** WORK REQUIRED **
Pick out every line of the data below that contains the string "plastered", matching case exactly, and copy each such line in full.

····················

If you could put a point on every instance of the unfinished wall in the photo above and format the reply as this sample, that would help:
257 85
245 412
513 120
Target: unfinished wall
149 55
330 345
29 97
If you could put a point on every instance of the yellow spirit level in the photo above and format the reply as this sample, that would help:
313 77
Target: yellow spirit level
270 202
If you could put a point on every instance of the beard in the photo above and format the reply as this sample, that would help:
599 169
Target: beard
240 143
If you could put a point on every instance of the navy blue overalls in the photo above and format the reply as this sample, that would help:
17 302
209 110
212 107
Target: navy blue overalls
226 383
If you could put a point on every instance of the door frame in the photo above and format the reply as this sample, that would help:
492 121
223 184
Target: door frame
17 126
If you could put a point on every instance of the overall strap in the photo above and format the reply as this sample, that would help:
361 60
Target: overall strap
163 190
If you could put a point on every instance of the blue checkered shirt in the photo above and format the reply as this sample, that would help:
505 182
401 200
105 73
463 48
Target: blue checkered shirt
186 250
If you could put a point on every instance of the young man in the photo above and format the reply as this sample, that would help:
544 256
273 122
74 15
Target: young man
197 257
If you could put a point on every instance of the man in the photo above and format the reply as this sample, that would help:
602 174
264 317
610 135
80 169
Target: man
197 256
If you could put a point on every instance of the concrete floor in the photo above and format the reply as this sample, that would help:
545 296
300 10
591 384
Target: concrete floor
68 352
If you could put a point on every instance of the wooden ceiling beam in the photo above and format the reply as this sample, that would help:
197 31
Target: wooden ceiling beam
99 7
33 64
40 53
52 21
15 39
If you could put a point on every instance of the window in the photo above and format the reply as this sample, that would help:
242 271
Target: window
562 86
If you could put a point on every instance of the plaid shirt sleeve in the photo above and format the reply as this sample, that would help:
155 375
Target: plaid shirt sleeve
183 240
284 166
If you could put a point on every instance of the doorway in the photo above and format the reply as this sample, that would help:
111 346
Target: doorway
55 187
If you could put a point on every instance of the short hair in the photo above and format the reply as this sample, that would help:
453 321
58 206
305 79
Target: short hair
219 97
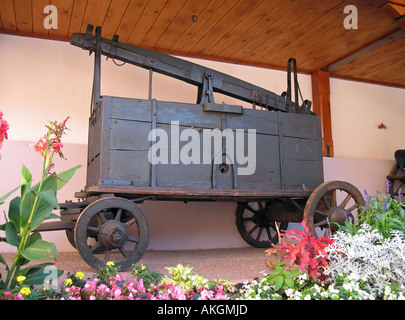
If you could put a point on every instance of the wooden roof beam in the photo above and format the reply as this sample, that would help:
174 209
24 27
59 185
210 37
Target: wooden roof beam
369 48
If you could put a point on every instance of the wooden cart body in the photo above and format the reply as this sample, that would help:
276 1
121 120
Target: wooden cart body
286 146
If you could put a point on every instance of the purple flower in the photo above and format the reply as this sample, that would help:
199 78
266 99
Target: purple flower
387 186
367 199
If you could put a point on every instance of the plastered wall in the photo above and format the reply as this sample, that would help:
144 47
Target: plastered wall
42 80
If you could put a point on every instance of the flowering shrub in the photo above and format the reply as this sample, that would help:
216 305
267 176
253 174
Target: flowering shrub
381 212
30 208
369 256
308 252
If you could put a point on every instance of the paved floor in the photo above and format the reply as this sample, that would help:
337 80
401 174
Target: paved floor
236 265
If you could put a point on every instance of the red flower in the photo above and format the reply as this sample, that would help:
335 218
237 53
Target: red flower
56 145
40 146
3 129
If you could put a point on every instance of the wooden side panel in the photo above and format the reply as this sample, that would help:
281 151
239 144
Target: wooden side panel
300 151
200 150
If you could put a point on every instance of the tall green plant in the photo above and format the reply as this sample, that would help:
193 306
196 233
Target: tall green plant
33 206
381 212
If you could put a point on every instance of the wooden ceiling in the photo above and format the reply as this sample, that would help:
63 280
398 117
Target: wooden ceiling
254 32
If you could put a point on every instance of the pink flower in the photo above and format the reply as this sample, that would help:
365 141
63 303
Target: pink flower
56 145
3 129
40 146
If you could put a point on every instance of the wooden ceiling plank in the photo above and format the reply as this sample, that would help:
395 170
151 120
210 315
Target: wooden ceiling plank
23 15
276 21
147 19
162 23
203 15
65 11
393 10
371 47
76 19
7 14
382 63
113 17
210 23
250 33
291 40
38 17
96 11
225 25
249 22
372 27
338 41
131 17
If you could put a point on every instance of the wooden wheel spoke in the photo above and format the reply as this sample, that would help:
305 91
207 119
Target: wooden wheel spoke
259 234
118 215
268 232
96 246
325 214
251 209
93 229
102 217
253 229
132 239
130 223
124 253
326 202
321 223
345 201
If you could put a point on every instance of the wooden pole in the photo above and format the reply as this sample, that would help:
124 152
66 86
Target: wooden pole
321 106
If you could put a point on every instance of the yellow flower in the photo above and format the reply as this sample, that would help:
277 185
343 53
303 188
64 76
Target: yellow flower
25 291
20 279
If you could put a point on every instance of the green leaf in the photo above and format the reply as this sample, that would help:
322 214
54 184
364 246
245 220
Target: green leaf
39 250
11 235
64 177
36 275
43 211
14 212
289 282
26 178
278 283
3 198
50 197
3 261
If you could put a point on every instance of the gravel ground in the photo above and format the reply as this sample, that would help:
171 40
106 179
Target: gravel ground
236 265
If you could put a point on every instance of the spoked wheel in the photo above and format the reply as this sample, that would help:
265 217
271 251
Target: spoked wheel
112 229
330 203
397 182
254 225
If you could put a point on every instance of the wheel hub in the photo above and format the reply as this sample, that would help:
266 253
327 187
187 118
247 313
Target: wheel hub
338 215
113 234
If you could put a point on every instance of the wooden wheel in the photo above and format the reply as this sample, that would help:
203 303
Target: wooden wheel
254 225
332 202
111 229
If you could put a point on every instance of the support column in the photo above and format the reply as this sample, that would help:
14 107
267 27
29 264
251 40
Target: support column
321 106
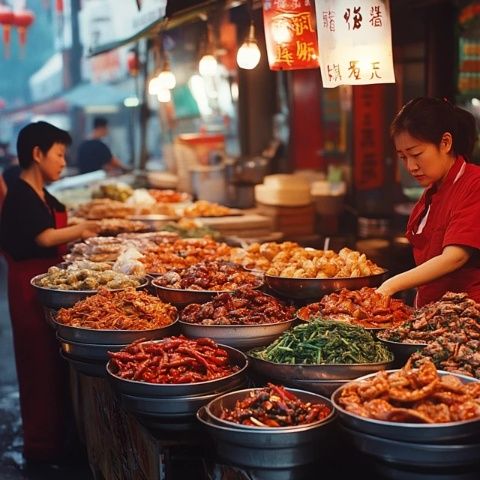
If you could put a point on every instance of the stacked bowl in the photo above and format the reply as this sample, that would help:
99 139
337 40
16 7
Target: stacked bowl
420 418
260 447
170 402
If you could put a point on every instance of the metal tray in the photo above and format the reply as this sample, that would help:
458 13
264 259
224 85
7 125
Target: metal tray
315 288
111 337
270 449
88 351
229 400
57 299
91 369
145 389
243 337
408 432
285 372
415 454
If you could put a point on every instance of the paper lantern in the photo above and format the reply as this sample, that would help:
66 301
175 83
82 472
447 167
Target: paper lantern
6 20
22 19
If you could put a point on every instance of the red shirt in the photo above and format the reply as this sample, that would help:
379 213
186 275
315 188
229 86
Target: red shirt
453 219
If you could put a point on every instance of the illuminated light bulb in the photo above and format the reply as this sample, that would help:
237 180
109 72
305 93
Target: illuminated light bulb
208 65
154 86
248 54
167 79
281 31
164 95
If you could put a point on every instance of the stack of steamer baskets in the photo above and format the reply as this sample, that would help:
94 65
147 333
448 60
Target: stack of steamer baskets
164 382
91 323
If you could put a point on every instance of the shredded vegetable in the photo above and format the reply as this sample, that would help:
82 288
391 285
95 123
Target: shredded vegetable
325 342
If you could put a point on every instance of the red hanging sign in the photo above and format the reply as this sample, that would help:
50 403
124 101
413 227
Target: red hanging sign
368 125
290 34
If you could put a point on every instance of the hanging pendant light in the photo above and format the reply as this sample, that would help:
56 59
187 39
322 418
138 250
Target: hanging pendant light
248 55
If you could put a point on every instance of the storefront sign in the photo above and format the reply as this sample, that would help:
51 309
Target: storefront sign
354 41
368 145
290 34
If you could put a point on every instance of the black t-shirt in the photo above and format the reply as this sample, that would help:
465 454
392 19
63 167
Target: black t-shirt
92 155
24 216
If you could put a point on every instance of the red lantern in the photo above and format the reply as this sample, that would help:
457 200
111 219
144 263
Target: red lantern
133 63
6 20
22 19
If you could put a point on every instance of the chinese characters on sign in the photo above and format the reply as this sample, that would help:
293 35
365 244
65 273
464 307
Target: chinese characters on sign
354 39
290 34
368 123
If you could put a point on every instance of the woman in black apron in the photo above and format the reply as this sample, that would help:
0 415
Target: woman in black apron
33 237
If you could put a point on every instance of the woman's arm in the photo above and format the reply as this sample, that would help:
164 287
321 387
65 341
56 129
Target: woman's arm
51 237
452 258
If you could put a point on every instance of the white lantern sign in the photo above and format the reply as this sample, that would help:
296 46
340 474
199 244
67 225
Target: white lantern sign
354 42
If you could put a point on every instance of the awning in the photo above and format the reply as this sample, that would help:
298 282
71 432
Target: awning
94 94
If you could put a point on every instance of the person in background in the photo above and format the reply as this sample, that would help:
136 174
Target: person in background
33 237
435 140
94 154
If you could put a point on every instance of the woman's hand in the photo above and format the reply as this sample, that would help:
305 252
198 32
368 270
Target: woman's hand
89 228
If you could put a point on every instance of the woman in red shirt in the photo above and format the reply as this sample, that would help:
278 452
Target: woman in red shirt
435 139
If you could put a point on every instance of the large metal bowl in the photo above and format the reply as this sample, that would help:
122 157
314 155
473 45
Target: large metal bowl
228 400
170 406
89 368
272 449
111 337
415 454
88 351
315 288
284 371
56 299
145 389
402 351
238 336
408 432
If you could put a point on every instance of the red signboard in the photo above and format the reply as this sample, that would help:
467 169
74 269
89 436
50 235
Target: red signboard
368 133
290 34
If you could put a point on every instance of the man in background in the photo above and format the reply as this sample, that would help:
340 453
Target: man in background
94 154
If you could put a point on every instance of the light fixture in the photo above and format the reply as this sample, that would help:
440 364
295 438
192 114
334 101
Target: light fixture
154 86
164 95
208 65
248 55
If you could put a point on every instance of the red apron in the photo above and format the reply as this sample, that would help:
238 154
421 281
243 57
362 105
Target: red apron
42 374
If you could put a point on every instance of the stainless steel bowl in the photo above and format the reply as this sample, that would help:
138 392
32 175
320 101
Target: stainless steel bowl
228 400
145 389
272 449
238 336
408 432
285 372
111 337
315 288
402 351
166 406
89 368
88 351
415 454
183 297
56 299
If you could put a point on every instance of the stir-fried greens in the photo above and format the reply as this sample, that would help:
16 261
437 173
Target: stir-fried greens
325 342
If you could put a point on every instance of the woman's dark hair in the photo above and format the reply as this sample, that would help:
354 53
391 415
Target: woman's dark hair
38 134
427 119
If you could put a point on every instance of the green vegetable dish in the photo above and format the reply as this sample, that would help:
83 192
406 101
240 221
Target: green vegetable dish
323 342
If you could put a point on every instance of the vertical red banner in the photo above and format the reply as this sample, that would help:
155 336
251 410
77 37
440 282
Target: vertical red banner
290 34
368 133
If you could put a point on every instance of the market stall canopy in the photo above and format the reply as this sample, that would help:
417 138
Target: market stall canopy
94 94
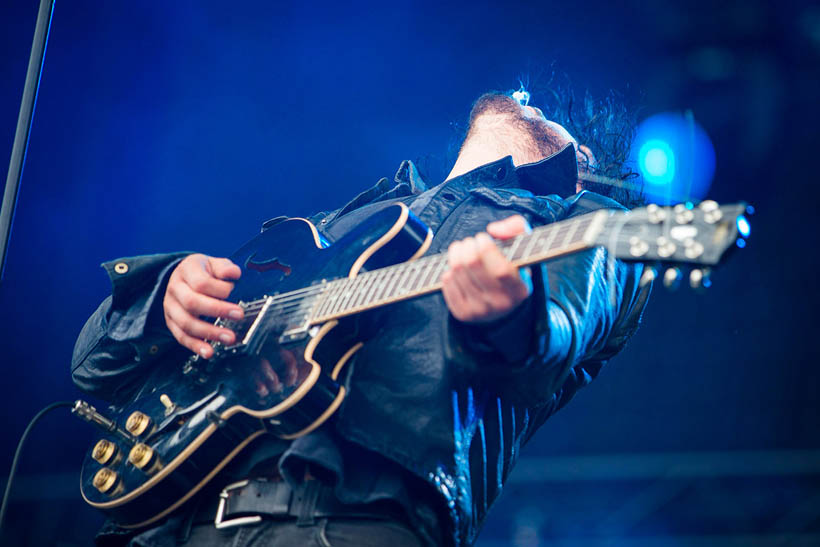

····················

** OUTPUT OF THE EXERCISE **
If you could put a point on every instance of the plastered wall in the photo above and format the reply as this sample, that would help:
Target: plastered wall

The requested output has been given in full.